Assignment 1:
In the Gene Salvay article, what work did his mother do?
Assignment 2:
Copy from the Gene Salvay article the stretch from "- Born: November" through "aircraft engineer (1919–2016)".

Source document:

- Born: November 15, 1919 Kansas City, Missouri, U.S.
- Died: April 8, 2016 (aged 96) Encino, California, U.S.
- Education: Curtiss-Wright Technical Institute
- Occupation: Aircraft engineer
- Employer(s): No Am Aviation (Rockwell) Lockheed Aviation (Skunk Works)
- Known for: Aircraft design
- Spouse: Betty Mae Goodman
- Parent(s): Israel David Salvay Anna Salvay

= Gene Salvay =

American aircraft engineer (1919–2016)

Melvin Eugene Salvay (November 15, 1919 - April 8, 2016) was an American aircraft engineer.

== Early life ==

Salvay was born in Kansas City, Missouri. Gene's father, Israel David Salvay (b:1889 in Veisiejai, Lithuania) was a fashion designer and pattern maker; his mother, Anna (Kiansky) Salvay (b:1895 in Starodub Russia) worked as a seamstress in order to get her sons, Seymour Nathan Salvay (b:1916; Hump Pilot in WWII and, later, Vice President of Milgram Food Stores, Kansas City, MO), and Gene through high school and training as aeronautical engineers.

Given entries:
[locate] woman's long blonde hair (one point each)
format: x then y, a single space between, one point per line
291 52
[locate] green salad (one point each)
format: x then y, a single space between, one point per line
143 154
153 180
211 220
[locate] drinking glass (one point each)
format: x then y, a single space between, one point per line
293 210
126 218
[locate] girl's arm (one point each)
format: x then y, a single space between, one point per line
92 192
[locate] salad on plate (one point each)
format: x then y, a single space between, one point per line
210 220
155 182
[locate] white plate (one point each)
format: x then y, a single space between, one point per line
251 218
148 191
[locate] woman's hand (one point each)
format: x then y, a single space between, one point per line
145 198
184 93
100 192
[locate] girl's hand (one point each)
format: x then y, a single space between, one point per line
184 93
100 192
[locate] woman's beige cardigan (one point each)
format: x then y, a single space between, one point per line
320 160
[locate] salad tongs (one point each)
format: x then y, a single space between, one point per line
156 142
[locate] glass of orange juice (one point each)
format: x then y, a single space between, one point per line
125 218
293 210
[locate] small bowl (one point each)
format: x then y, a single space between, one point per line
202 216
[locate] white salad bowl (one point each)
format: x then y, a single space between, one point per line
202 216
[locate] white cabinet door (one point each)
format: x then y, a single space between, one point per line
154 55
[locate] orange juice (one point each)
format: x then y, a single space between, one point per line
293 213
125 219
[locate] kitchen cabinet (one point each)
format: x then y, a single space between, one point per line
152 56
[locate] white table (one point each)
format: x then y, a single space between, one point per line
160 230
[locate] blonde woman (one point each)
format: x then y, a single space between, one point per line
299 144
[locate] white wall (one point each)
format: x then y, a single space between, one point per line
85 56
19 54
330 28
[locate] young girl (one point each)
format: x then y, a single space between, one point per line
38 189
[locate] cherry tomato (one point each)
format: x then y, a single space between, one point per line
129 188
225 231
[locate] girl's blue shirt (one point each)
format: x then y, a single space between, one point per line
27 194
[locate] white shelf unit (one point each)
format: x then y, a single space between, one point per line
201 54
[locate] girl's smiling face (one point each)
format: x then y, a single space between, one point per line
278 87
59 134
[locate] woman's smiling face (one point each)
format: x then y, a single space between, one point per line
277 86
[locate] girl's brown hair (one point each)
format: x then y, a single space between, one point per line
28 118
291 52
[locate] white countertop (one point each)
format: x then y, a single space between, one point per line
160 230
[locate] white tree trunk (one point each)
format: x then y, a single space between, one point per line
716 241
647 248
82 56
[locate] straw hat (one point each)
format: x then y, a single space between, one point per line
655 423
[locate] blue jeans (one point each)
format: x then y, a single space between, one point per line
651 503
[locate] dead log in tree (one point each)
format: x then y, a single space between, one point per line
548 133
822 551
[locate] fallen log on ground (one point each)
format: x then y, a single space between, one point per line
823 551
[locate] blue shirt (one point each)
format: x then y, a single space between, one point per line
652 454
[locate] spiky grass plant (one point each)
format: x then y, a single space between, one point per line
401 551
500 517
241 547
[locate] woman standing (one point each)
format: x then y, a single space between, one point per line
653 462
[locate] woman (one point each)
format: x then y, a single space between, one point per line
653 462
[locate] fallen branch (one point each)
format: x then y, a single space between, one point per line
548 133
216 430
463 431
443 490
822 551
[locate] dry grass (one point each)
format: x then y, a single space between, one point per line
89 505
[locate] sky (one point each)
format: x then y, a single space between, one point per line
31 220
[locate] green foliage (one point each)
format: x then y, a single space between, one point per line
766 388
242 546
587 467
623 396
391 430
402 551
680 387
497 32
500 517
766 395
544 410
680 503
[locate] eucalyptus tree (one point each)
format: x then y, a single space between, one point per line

Task solution 1:
She worked as a seamstress.

Task solution 2:
- Born: November 15, 1919 Kansas City, Missouri, U.S.
- Died: April 8, 2016 (aged 96) Encino, California, U.S.
- Education: Curtiss-Wright Technical Institute
- Occupation: Aircraft engineer
- Employer(s): No Am Aviation (Rockwell) Lockheed Aviation (Skunk Works)
- Known for: Aircraft design
- Spouse: Betty Mae Goodman
- Parent(s): Israel David Salvay Anna Salvay

= Gene Salvay =

American aircraft engineer (1919–2016)